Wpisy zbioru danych
○ ○ ○ ○ ○

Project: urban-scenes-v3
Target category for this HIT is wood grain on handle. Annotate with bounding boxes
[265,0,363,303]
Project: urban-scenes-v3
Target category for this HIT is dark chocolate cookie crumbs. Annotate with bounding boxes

○ ○ ○ ○ ○

### Cel zadania
Proszę przepisać wszystkie powyższe wiersze rekordów, razem z poleceniami, i przesunąć o -124 każdą liczbę w odpowiedziach, czyli współrzędne ramek ograniczających. Pozostały tekst rekordów zostaje bez zmian.

### Rozwiązanie pisemne
Project: urban-scenes-v3
Target category for this HIT is wood grain on handle. Annotate with bounding boxes
[141,-124,239,179]
Project: urban-scenes-v3
Target category for this HIT is dark chocolate cookie crumbs. Annotate with bounding boxes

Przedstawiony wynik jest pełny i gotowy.